(Available data begins)
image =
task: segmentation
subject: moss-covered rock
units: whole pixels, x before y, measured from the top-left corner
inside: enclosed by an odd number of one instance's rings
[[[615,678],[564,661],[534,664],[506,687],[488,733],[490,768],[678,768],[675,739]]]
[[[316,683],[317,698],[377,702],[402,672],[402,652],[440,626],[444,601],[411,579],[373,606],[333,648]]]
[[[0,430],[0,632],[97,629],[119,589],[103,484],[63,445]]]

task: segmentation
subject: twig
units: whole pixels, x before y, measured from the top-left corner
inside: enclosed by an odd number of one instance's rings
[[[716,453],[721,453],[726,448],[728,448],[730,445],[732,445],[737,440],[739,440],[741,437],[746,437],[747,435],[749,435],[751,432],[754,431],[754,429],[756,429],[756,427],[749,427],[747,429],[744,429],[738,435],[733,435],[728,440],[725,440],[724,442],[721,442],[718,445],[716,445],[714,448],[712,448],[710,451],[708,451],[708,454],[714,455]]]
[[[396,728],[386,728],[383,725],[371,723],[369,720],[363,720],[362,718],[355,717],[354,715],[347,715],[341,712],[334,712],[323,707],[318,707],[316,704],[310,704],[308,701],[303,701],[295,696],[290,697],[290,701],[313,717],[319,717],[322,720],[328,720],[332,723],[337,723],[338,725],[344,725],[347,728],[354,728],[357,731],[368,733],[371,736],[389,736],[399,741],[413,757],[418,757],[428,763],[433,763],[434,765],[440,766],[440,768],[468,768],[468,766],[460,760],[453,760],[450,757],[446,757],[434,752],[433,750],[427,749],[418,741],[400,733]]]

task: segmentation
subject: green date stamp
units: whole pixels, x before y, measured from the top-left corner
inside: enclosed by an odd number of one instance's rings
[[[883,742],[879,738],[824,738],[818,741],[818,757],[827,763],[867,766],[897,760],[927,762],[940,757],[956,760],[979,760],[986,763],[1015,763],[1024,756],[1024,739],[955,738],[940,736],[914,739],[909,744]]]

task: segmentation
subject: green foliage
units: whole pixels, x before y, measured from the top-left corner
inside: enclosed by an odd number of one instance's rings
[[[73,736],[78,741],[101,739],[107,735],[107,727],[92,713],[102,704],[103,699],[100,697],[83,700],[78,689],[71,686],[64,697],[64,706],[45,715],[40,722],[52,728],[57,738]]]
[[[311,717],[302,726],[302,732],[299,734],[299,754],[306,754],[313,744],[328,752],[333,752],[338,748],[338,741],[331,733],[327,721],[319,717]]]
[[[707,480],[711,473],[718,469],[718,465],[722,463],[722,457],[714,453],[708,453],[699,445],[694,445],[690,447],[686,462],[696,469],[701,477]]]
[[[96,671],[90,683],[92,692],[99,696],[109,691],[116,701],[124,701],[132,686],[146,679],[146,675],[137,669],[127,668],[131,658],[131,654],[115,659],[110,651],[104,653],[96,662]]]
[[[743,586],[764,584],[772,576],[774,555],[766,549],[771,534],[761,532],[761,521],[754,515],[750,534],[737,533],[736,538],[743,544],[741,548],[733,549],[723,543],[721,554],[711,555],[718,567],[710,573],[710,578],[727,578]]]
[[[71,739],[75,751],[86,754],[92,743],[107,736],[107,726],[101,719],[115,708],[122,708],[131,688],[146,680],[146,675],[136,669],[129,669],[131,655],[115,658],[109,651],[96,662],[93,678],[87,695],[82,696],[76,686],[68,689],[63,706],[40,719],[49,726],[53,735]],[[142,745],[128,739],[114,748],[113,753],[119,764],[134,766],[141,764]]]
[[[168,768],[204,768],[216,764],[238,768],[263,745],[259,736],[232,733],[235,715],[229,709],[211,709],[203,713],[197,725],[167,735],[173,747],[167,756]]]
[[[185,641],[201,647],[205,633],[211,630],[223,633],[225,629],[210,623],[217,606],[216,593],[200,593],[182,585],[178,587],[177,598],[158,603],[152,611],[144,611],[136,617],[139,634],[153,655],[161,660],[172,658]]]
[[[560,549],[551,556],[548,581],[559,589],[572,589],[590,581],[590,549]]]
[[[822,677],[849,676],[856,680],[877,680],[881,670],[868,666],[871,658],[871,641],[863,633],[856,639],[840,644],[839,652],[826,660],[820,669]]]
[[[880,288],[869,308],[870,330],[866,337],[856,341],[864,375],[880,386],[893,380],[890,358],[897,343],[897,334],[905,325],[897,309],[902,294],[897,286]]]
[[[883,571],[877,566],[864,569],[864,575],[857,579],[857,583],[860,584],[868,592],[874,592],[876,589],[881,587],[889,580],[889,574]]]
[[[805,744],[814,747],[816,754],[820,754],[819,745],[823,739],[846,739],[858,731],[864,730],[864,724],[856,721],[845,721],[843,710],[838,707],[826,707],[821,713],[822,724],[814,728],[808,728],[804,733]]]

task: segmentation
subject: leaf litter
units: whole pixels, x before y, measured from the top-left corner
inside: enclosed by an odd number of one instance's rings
(Available data ends)
» **Action item**: For this exercise, transcribe the whole listing verbatim.

» **Result of the exercise**:
image =
task: segmentation
subject: moss-covered rock
units: whole pixels, x before y, measured from the top-left corner
inside: enclosed by an odd number of one instance's rings
[[[615,678],[564,661],[534,664],[506,687],[488,733],[490,768],[678,768],[675,739]]]
[[[316,683],[317,698],[377,702],[402,672],[402,652],[440,626],[444,601],[411,579],[373,606],[333,648]]]
[[[0,430],[0,632],[97,629],[119,589],[103,484],[63,445]]]

task: segmentation
subject: twig
units: whole pixels, x before y, measured from the top-left corner
inside: enclosed by an odd number of one instance's rings
[[[716,453],[721,453],[726,448],[728,448],[730,445],[732,445],[737,440],[739,440],[741,437],[746,437],[747,435],[749,435],[751,432],[754,431],[754,429],[756,429],[756,427],[749,427],[747,429],[744,429],[738,435],[733,435],[728,440],[725,440],[724,442],[721,442],[718,445],[716,445],[714,448],[712,448],[710,451],[708,451],[708,454],[714,455]]]
[[[396,728],[386,728],[383,725],[371,723],[369,720],[363,720],[362,718],[355,717],[354,715],[347,715],[341,712],[334,712],[323,707],[318,707],[316,704],[310,704],[308,701],[303,701],[295,696],[290,697],[290,701],[313,717],[319,717],[322,720],[328,720],[332,723],[337,723],[338,725],[344,725],[347,728],[354,728],[357,731],[368,733],[371,736],[389,736],[399,741],[413,757],[418,757],[428,763],[433,763],[434,765],[440,766],[440,768],[468,768],[468,766],[460,760],[453,760],[450,757],[446,757],[434,752],[433,750],[427,749],[418,741],[400,733]]]

task: segmentation
subject: green date stamp
units: whole pixels, x before y, measured from the top-left corner
inside: enclosed by an odd number of one instance's rings
[[[883,742],[879,738],[824,738],[818,741],[818,757],[827,763],[867,766],[897,760],[927,762],[940,757],[956,760],[979,760],[986,763],[1015,763],[1024,756],[1024,739],[955,738],[940,736],[914,739],[909,744]]]

task: segmentation
subject: green foliage
units: whole pixels, x before y, measured from the top-left corner
inside: enclosed by an odd number of one instance's rings
[[[73,736],[78,741],[101,739],[107,735],[107,727],[92,713],[102,704],[103,699],[100,697],[83,700],[78,689],[71,686],[64,697],[64,706],[45,715],[40,722],[52,728],[57,738]]]
[[[311,717],[302,726],[302,732],[299,734],[299,754],[306,754],[313,744],[328,752],[333,752],[338,748],[338,741],[331,733],[327,721],[319,717]]]
[[[707,480],[711,473],[718,469],[718,465],[722,463],[722,457],[714,453],[708,453],[699,445],[694,445],[690,447],[686,462],[696,469],[701,477]]]
[[[96,671],[90,683],[92,692],[99,696],[109,691],[116,701],[124,701],[132,686],[146,679],[146,675],[137,669],[127,668],[131,658],[131,654],[115,659],[110,651],[104,653],[96,662]]]
[[[743,586],[764,584],[772,576],[774,555],[766,549],[771,534],[761,532],[761,521],[754,515],[750,534],[737,533],[736,538],[743,544],[741,548],[733,549],[723,543],[721,554],[711,555],[718,567],[710,573],[710,578],[727,578]]]
[[[71,739],[75,751],[86,754],[92,743],[107,736],[107,726],[101,719],[115,708],[122,708],[131,688],[146,680],[146,675],[136,669],[129,669],[131,655],[115,658],[109,651],[96,662],[93,678],[87,695],[82,696],[76,686],[68,689],[63,706],[40,719],[49,726],[53,735]],[[142,745],[128,739],[114,748],[113,753],[119,764],[134,766],[141,764]]]
[[[168,768],[204,768],[216,764],[238,768],[263,745],[259,736],[232,733],[235,715],[229,709],[211,709],[203,713],[197,725],[167,735],[173,747],[167,756]]]
[[[185,641],[201,647],[205,633],[211,630],[223,633],[225,629],[210,623],[217,606],[216,593],[200,593],[182,585],[178,587],[177,598],[158,603],[152,611],[144,611],[136,617],[139,634],[153,655],[161,660],[172,658]]]
[[[560,549],[551,556],[548,581],[559,589],[572,589],[590,581],[590,549]]]
[[[822,677],[849,676],[856,680],[877,680],[881,670],[868,666],[871,658],[871,641],[863,633],[856,639],[840,644],[839,652],[826,660],[820,669]]]
[[[880,288],[869,308],[870,330],[866,337],[856,341],[864,375],[880,386],[893,380],[890,358],[897,343],[897,334],[905,325],[897,309],[902,294],[897,286]]]
[[[883,571],[877,566],[864,569],[864,575],[857,579],[857,583],[860,584],[868,592],[874,592],[876,589],[881,587],[889,580],[889,574]]]
[[[805,744],[814,747],[816,754],[820,754],[819,745],[823,739],[846,739],[858,731],[864,730],[864,724],[856,721],[845,721],[843,710],[838,707],[826,707],[821,713],[822,724],[814,728],[808,728],[804,733]]]

task: segmentation
subject: leaf litter
units: whole pixels, x before y, measured from the top-left corner
inside: enclosed by an odd number of one instance's rings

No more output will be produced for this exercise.